→ **Problem**
Make a verbatim copy of the entries below; pictures stay out.

→ **Materials provided**
◇ ◇ ◇ ◇ ◇ ◇ ◇

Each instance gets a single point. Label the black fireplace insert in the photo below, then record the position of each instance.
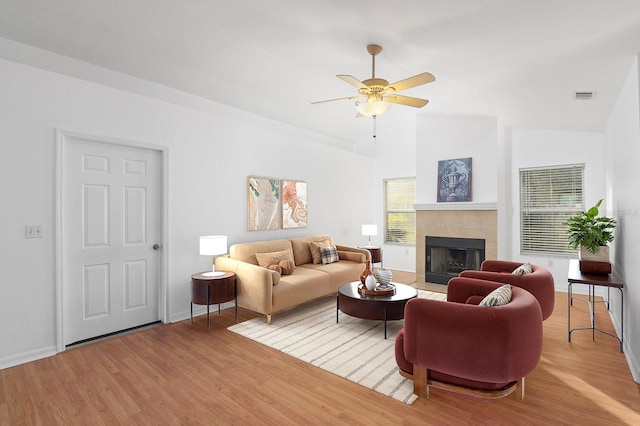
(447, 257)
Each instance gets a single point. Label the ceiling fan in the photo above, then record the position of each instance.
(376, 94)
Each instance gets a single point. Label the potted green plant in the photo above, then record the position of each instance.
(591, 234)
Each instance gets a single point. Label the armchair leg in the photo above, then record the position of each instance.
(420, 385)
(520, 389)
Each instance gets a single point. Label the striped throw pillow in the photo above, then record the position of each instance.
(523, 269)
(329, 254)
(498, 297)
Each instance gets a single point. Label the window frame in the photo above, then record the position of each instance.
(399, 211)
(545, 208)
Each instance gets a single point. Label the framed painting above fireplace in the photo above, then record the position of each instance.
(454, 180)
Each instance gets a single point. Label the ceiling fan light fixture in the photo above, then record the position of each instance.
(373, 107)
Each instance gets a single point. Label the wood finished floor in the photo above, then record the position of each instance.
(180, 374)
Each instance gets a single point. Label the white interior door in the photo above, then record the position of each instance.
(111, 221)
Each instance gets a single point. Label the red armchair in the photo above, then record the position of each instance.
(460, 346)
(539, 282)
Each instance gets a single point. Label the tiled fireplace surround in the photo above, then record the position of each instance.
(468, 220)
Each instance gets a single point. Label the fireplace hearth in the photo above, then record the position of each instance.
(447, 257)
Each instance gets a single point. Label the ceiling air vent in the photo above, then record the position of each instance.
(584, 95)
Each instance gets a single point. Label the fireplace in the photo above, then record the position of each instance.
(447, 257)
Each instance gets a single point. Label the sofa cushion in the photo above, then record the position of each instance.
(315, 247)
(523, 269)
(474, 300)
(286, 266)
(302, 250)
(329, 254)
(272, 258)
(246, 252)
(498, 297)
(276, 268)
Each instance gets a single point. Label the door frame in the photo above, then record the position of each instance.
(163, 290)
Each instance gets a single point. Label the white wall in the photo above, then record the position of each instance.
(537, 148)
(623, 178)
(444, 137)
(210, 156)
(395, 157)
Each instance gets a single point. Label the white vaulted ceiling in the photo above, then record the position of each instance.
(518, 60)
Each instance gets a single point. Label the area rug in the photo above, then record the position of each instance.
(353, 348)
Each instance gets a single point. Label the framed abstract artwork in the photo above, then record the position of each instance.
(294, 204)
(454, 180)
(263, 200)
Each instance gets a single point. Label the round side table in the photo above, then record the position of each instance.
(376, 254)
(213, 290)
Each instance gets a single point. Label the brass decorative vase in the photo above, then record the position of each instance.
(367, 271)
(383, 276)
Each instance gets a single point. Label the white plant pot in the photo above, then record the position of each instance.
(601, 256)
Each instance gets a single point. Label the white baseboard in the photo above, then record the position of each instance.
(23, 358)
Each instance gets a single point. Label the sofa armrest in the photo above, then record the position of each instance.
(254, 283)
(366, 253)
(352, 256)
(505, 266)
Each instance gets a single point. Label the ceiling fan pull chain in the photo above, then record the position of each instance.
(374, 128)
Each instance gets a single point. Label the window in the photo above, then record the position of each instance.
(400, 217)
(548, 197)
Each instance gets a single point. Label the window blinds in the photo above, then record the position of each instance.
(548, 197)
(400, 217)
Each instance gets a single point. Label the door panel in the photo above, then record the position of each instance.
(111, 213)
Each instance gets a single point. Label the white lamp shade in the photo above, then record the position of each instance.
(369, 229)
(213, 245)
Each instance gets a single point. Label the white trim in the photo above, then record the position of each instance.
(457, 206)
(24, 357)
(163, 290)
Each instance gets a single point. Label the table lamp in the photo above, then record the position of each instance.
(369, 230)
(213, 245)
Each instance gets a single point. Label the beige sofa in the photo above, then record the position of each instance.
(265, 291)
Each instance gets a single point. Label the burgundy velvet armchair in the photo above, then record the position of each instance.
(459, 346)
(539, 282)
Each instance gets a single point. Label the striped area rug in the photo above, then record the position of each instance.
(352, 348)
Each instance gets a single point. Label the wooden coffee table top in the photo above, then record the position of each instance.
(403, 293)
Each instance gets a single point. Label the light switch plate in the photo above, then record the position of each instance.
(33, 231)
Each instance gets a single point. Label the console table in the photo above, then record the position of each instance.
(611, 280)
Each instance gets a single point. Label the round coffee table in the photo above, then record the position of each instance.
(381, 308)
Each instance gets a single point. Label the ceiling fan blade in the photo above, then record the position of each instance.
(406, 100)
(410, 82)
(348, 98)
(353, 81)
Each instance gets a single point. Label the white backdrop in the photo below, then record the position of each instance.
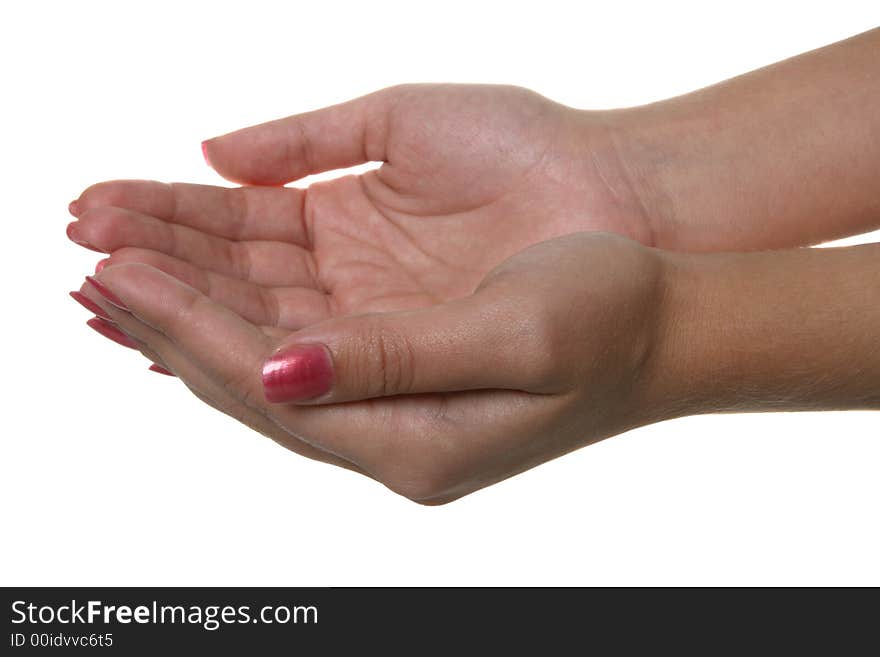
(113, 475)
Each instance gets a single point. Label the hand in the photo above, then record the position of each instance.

◇ ◇ ◇ ◇ ◇ ◇ ◇

→ **Task output**
Each instance gets a single point. Label the black fireplace insert in the photo below, then record the position of each instance.
(447, 257)
Each instance gets a single point. Label the ceiling fan in the photo above, then record the position of each instance.
(376, 94)
Each instance gets a single point. Label the potted green plant in the photo above, then record the position of each instance.
(591, 234)
Each instance gets a single point. Label the armchair leg in the photo above, then record the position of each instance.
(420, 385)
(520, 389)
Each instance gets a single point. Label the striped throw pillow in the photo above, then record the position of each instance.
(523, 269)
(329, 254)
(498, 297)
Each instance gets a single point. Label the window frame in the photo above, then record the position of each instance.
(399, 211)
(545, 208)
Each instance gets a single point. Label the framed painting above fireplace in the photo above, then record the position of each instance.
(454, 180)
Each instance gets a single point. Label the ceiling fan light fixture in the photo above, then record the position of each instance.
(373, 107)
Each instance gets a single point. Label the wood finished floor in the photo above, then record the position of each instance.
(180, 374)
Each instance gets a single point. Label the white interior door in the photo above, then record the position of each instance.
(111, 221)
Each instance gets a single point. Label the red armchair in the photo above, then record the position of each instance.
(460, 346)
(539, 282)
Each instance gets a single point. Label the tiled fireplace surround in the photo above, then record the position of each instance.
(468, 220)
Each instance gets a single point. Label the fireplace hearth in the photo above, then record the position of each instance.
(447, 257)
Each instance gets a single point. Label the ceiling air vent in the photo above, then record the position of each instance.
(584, 95)
Each instance gets a single point. Label the fireplace in the photo above, then record the position of each instance.
(447, 257)
Each instance gets a single point. Label the sofa cushion in the photo above, then record the position of each instance.
(315, 247)
(523, 269)
(474, 300)
(286, 266)
(302, 250)
(329, 254)
(272, 258)
(246, 252)
(498, 297)
(276, 268)
Each instance gets a single point. Label the door frame in the photo above, then record the position of each instance.
(163, 290)
Each instance gets a single point. Label the white wall in the photo above, then record the position of each instance.
(537, 148)
(623, 178)
(444, 137)
(210, 156)
(395, 157)
Each instance gets a single point. Label the white vaulted ceiling in the photo above, then record the position of each instance.
(518, 60)
Each instance gets a single point. Label the area rug in the photo above, then record the position of each instance.
(353, 348)
Each instance gets a single point. Label the framed abstract artwork in the photo above, then record the position of each instance.
(294, 204)
(454, 180)
(263, 200)
Each instance gets a single point. Label the round side table in the photo above, then record the position of each instance.
(376, 254)
(213, 290)
Each instance gets a single point. Label the brass decorative vase in the photo above, then record the position of each instance.
(367, 271)
(383, 276)
Each instance gets a single point. Label the white plant pot in the photo above, then record the position of each instance.
(601, 256)
Each instance gets a single point. Label the white baseboard in the photo above, then record the position of each instance.
(23, 358)
Each instance gets a single point. Label the sofa armrest in the photo above, then record the position of each instance.
(254, 283)
(366, 253)
(352, 256)
(505, 266)
Each instance gets a single point. Label the ceiling fan pull chain in the photo above, then record the position of each instance.
(374, 128)
Each instance gets a single point. Label the window in the photo above, then record the position of each instance.
(400, 217)
(548, 197)
Each instance gets a single point. Label the window blinds in the photo above, then record the position of each instance.
(548, 197)
(400, 217)
Each instance gets a single point. Label the door panel in the photo above, then record the position of each instance.
(111, 213)
Each instance gets a single point. Label the white lamp shade in the photo above, then record the position of each instance.
(369, 229)
(213, 245)
Each instance gets a single point. Label the white trim in the photo above, then record the position of each instance.
(457, 206)
(24, 357)
(163, 290)
Each instance gets a single point. Label the table lamp in the photo above, then record the position of each instance.
(369, 230)
(213, 245)
Each instance gets a single point. Label the beige sofa in the photo above, then record the position of each instance.
(265, 291)
Each instance gets a single point. Label the burgundy velvet armchair in the photo above, then record the position of each instance.
(459, 346)
(539, 282)
Each instance gets a single point. Label the striped area rug in the photo above, then record the position of each instance.
(352, 348)
Each instance gets a single point. Label the wooden coffee table top in the photo above, then record the position of each instance.
(403, 293)
Each instance gets a single point. Label the light switch plate in the photo above, then record the position of each instance.
(33, 231)
Each instance gets a single point. Label the console table in the photo above, then record the position of each instance.
(611, 280)
Each instance gets a single point. Label the round coffee table in the photo above, then record the position of each instance.
(381, 308)
Each instance gets a single point. Label the ceiling fan blade in the photo above, then record the position of each instance.
(406, 100)
(410, 82)
(348, 98)
(353, 81)
Each instance gets a single point. Label the white backdrop in the photo below, then record the position of each instance.
(113, 475)
Each instance gets a single point. Label the hand in the photo above, then record the position of each instance.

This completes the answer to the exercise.